YOUR OBJECTIVE: Report how many lines below contain the string "black", matching case exactly. Give only the number.

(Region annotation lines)
============
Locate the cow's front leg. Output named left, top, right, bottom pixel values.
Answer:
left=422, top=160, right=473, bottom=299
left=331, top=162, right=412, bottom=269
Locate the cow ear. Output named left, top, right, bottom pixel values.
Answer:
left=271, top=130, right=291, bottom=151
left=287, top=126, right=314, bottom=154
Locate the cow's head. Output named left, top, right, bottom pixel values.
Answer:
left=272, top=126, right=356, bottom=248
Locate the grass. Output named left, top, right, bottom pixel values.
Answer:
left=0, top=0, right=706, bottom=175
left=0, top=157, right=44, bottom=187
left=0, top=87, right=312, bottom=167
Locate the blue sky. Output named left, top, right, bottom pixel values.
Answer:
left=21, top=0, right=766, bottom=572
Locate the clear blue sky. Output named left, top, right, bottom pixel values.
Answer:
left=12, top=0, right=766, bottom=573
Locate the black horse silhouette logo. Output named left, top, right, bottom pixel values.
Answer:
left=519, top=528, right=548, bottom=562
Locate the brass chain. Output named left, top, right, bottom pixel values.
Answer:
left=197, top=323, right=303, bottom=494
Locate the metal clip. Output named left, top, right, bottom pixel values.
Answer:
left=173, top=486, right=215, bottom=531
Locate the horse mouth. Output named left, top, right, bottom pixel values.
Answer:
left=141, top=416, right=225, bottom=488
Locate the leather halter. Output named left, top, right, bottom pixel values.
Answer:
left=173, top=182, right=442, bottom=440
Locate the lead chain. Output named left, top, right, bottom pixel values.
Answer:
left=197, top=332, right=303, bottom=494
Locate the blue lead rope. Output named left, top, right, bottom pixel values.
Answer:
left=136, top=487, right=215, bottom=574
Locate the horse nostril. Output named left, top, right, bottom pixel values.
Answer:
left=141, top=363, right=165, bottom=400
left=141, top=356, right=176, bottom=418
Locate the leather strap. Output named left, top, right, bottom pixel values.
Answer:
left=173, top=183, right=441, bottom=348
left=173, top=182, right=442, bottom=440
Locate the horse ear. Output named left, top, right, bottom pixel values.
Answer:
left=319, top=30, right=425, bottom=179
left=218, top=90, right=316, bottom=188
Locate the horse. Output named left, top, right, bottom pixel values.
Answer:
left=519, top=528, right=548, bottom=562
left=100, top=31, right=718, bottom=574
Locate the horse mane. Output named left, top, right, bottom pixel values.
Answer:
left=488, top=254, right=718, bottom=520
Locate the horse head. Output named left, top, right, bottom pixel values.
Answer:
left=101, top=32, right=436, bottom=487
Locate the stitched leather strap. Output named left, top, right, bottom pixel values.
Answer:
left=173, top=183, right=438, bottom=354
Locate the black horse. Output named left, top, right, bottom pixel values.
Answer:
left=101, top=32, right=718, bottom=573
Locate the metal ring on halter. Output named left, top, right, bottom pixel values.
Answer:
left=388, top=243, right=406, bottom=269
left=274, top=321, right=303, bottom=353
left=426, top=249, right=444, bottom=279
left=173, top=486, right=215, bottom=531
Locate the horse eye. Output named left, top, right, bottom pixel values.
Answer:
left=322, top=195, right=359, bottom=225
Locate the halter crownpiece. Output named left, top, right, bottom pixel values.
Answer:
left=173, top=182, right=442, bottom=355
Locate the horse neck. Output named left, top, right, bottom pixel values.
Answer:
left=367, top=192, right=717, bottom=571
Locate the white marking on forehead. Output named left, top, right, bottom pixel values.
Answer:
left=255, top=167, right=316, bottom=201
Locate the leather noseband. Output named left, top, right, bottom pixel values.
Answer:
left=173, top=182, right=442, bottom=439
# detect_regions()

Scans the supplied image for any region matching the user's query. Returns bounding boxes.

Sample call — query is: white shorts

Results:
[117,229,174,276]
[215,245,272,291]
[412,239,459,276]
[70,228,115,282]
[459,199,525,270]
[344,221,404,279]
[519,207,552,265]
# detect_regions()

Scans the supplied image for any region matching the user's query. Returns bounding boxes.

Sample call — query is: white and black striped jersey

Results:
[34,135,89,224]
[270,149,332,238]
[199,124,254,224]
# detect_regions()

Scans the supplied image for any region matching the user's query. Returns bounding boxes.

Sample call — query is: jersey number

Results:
============
THE OUTPUT: 3